##### READING PASSAGE

# my NEW horsey!!!



## kitten_Val (Apr 25, 2007)

Nice horse. Does he gait? He looks like foxtrotter or twh to me...


----------



## duquessa (Aug 9, 2007)

no he doesn't gait, its strange because some people say he moves like a mustang and some say a gaited breed (TWH, standardbred etc)
i live in the UK so i doubt he's anything _too_ flashy lol xx


----------



## mustang (Aug 17, 2007)

He is nice, I have a mustang mare who looks alot like him. She is from the Oregon desert...


----------



## alucard (Dec 8, 2006)

I love the roman nose! Very pretty head. Soft eyes. Very nice looking horse! 8)


----------



## *Bobbi Socks* (Aug 18, 2007)

Hes a pretty boy!
I love the roman nose too!
He looks well behaved. When he gets all the muscle tone back,
hes going to be a very stocky horse, if you say he was wastage.
Anyway hes beautiful!

-Bobbi


----------



## bee (Jul 31, 2007)

he is gorgeous...my fav is the 2nd pic. :lol:


----------



## fuadteagan (Jun 10, 2010)

he looks sorta like a part morgan


----------



## sandhillsgage (Jan 16, 2011)

He is Stunning!! Looks like he is a picture poser.


----------



## tinyliny (Oct 31, 2009)

I think he looks Mustang. He has a faint feeling of a Spanish horse.


----------



## Belle (Dec 28, 2010)

He has gorgeous eyes. 
I love the 4th picture.
Good luck with him..


----------



## RitzieAnn (Dec 22, 2010)

Cutie! Love the forelock!

Are those spots on his butt? Or stains? They are unique


----------



## ButtInTheDirt (Jan 16, 2011)

That's a gorgeous horse! I see I'm not the only one who loves that roman nose. <3


----------

##########
##### LISTING

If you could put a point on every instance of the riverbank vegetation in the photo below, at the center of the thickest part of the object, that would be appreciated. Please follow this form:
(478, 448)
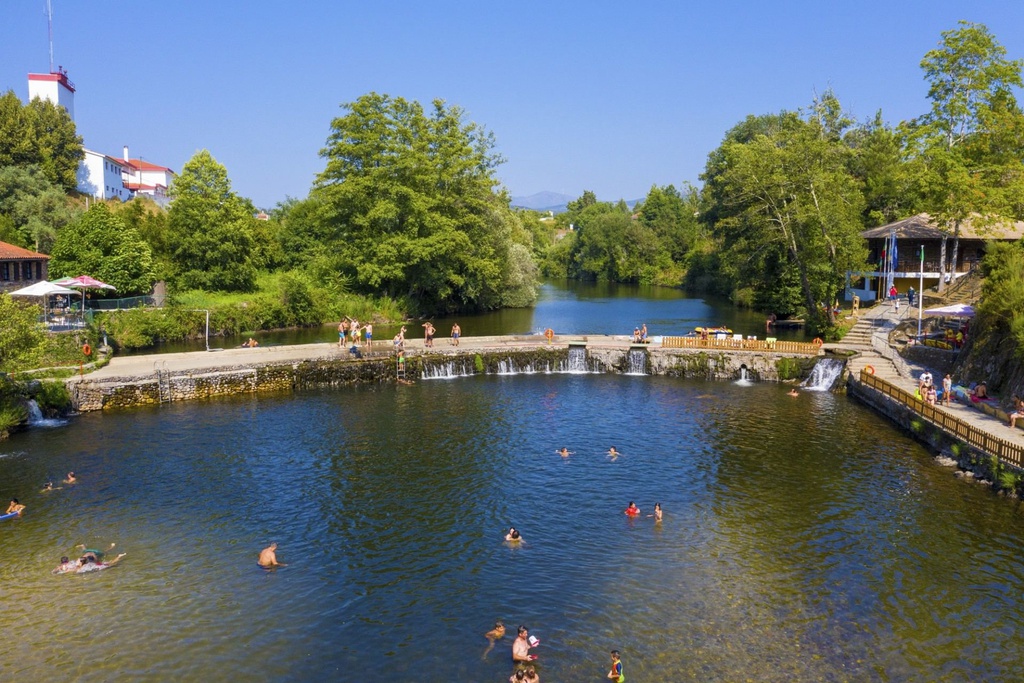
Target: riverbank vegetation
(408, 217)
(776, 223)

##########

- _SHORT PROBLEM_
According to the forum thread about the new horse, where does the mustang mare mentioned by the user named mustang come from?

- _FULL OUTPUT_
The Oregon desert.